AIM OF THE EXERCISE: Show every line of the data below that contains the string "Query", reproducing each such line verbatim.
--- Start of INPUT FOR THIS TASK ---
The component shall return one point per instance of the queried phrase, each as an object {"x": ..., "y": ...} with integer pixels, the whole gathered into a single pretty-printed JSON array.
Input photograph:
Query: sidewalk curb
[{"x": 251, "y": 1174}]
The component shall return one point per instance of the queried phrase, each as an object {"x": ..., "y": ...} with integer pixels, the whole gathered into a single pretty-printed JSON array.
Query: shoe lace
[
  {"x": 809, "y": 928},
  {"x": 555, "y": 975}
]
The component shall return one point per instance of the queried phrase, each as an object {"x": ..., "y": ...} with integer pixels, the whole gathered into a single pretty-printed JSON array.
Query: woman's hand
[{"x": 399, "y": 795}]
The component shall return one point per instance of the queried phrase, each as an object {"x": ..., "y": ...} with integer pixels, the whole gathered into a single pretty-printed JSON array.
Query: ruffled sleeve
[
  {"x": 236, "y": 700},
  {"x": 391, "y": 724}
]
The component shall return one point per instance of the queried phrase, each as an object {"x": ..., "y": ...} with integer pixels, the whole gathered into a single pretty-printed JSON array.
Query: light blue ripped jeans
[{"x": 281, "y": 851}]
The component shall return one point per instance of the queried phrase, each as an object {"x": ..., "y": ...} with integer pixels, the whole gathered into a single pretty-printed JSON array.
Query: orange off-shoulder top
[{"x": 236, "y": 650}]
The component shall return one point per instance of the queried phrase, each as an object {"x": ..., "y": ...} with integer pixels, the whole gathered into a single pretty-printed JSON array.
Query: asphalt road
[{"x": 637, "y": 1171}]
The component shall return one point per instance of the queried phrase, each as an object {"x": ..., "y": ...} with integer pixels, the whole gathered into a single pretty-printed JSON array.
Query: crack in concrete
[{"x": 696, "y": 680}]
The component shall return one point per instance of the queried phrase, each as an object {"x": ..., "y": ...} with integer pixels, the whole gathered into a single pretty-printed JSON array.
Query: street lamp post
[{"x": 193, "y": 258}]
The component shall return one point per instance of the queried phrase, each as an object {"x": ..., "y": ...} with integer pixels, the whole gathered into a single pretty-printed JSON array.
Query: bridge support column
--- End of INPUT FOR THIS TASK ---
SOLUTION TO THE PROBLEM:
Query: sidewalk curb
Query: shoe lace
Query: woman's hand
Query: ruffled sleeve
Query: light blue ripped jeans
Query: orange off-shoulder top
Query: asphalt road
Query: crack in concrete
Query: street lamp post
Query: bridge support column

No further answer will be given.